:: Data excerpts ::
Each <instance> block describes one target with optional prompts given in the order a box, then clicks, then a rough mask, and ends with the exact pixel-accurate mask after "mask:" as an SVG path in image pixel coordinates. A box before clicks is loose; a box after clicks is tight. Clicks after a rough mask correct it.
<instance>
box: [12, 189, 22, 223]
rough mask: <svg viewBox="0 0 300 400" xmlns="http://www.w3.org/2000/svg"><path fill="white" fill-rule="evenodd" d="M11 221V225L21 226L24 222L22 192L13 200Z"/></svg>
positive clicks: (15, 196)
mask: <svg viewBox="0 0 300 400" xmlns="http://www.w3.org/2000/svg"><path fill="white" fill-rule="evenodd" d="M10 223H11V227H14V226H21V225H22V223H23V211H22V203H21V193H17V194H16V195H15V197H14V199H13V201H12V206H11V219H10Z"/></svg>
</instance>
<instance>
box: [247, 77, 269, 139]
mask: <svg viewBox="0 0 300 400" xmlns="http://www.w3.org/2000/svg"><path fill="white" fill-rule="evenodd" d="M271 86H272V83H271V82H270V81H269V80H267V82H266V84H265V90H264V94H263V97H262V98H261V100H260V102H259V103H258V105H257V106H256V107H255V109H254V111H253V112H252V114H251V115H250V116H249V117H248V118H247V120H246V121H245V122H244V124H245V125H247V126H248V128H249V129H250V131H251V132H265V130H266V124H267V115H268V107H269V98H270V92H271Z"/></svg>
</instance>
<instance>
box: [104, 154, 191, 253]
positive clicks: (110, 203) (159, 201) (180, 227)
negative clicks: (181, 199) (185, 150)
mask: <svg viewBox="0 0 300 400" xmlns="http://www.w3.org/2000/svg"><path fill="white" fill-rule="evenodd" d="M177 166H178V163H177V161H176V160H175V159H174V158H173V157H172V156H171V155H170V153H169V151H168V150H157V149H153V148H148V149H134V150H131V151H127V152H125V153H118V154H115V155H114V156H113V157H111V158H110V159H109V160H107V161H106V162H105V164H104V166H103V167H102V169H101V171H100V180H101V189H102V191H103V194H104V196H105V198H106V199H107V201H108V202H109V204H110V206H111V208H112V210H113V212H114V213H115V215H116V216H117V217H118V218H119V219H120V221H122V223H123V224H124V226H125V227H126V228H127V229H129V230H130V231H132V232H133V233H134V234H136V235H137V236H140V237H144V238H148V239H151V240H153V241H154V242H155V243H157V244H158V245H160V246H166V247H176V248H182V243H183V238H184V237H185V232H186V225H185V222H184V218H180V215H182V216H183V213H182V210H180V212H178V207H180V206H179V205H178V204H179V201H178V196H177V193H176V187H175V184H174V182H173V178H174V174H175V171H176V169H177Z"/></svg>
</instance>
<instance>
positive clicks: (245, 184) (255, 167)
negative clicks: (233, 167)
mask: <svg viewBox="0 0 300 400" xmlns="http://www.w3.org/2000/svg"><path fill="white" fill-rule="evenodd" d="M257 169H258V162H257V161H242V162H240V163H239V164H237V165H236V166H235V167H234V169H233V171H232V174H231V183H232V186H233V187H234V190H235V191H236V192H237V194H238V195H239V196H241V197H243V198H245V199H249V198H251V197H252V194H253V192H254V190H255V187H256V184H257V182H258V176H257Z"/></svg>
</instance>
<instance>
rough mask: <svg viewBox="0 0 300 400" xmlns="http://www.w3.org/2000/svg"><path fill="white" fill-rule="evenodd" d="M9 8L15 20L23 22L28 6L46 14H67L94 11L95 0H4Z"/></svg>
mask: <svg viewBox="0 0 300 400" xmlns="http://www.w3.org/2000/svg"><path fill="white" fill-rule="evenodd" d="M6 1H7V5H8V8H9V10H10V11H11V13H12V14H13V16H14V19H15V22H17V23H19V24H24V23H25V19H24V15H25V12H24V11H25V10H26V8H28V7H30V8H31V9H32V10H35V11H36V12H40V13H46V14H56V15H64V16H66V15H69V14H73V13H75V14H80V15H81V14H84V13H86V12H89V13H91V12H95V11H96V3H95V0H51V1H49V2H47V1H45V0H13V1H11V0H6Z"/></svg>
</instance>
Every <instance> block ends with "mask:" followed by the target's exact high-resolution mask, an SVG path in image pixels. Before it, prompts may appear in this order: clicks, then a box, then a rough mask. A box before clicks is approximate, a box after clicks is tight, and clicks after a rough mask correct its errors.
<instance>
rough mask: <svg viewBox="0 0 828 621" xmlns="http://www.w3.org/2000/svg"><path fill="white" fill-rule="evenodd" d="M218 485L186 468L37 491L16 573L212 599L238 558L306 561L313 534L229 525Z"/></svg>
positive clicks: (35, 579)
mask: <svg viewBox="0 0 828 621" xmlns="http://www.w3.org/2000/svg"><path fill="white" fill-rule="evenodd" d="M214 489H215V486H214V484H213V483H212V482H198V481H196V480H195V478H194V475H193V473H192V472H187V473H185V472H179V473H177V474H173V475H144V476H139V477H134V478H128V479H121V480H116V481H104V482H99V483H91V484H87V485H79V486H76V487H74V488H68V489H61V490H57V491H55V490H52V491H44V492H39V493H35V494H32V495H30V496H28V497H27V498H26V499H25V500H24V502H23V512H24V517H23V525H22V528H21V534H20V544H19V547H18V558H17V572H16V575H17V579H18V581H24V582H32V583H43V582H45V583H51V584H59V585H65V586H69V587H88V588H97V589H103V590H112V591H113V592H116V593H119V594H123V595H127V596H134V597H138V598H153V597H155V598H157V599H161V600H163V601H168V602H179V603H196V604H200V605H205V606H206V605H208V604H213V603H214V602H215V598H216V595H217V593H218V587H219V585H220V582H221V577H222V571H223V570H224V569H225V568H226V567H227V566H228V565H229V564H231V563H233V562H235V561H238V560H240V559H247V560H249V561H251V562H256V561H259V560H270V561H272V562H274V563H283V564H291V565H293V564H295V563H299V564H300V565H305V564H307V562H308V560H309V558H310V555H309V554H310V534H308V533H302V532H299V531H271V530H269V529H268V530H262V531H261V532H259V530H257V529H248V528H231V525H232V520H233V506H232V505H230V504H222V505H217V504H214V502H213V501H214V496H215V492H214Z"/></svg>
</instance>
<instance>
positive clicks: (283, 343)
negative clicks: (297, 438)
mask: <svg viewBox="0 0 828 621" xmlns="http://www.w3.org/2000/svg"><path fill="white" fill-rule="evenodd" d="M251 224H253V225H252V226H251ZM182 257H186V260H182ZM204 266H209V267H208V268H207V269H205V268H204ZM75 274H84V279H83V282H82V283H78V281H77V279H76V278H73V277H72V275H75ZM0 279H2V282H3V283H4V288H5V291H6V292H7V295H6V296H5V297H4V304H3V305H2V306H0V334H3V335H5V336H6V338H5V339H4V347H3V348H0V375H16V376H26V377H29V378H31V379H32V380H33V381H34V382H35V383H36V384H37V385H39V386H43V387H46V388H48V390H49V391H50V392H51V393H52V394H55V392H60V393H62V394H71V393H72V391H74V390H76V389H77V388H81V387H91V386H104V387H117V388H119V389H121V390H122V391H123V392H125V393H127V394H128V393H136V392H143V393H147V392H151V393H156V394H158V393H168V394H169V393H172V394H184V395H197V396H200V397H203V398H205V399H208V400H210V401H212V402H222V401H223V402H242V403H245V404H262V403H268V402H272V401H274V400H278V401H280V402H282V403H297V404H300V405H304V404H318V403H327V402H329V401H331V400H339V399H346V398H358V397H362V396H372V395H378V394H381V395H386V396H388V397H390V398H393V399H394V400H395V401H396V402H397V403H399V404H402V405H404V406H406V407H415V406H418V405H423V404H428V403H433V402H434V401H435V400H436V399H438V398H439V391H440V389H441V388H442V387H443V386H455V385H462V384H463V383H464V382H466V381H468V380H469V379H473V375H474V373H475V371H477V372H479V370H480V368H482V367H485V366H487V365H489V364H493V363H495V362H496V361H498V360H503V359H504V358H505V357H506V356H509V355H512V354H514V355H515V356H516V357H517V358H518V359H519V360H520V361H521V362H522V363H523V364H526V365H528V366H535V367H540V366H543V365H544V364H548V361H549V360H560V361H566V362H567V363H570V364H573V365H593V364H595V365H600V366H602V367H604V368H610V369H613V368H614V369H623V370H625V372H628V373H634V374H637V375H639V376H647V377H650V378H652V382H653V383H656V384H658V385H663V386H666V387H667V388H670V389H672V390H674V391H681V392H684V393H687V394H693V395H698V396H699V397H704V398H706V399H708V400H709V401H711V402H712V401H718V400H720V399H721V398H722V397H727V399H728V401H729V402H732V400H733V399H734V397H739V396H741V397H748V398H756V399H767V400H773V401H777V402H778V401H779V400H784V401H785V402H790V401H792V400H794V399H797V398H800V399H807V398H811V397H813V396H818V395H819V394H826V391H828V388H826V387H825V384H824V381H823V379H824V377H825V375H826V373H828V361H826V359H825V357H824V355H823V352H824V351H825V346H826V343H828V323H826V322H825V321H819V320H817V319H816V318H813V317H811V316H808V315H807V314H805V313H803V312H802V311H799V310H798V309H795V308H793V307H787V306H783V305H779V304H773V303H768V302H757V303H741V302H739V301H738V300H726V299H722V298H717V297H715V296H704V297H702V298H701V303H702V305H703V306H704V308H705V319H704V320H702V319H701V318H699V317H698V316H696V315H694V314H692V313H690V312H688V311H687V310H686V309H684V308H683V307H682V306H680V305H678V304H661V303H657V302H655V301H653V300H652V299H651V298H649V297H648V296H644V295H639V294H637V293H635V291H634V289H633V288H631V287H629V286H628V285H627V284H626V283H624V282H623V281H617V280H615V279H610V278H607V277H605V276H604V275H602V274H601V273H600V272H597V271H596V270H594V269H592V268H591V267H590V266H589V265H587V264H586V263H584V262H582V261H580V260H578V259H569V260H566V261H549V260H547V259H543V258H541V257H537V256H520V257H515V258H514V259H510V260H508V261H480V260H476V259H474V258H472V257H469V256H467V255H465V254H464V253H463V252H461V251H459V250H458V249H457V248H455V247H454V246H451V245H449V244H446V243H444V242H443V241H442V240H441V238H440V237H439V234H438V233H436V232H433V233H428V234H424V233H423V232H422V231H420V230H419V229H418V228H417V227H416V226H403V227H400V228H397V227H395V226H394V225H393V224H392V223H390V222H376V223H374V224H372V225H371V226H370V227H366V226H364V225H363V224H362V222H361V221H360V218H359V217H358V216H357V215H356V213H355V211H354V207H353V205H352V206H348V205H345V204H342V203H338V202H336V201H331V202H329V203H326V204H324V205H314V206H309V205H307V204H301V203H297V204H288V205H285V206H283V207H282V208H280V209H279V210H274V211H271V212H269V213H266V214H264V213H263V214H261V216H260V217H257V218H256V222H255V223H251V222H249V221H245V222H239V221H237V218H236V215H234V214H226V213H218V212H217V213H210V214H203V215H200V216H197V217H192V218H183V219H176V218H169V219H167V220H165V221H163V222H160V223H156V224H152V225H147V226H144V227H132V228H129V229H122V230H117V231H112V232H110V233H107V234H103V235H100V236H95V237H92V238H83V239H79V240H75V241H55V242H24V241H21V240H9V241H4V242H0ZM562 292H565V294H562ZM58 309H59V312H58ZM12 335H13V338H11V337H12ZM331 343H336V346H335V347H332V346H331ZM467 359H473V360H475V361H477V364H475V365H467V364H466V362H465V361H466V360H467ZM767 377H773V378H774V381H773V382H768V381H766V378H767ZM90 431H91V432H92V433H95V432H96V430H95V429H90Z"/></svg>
:::
Brief:
Go through the material above, and wherever a line holds the word "tight", copy it.

Answer for this exercise:
Each <instance> block describes one target with optional prompts given in the order a box, then clicks, then a rough mask, and ends with the exact pixel-accurate mask after "mask:" as an SVG path in image pixel coordinates. A box before clicks is loose; a box after clicks is tight. Clicks after a rough mask correct it.
Every <instance> block ends with "mask:" followed by the target's exact high-resolution mask, an SVG path in image pixels. Before it, prompts may appear in this order: clicks, then a box, then a rough mask. A box before clicks is approximate, a box after clicks is tight, and clicks after a rough mask correct its errors.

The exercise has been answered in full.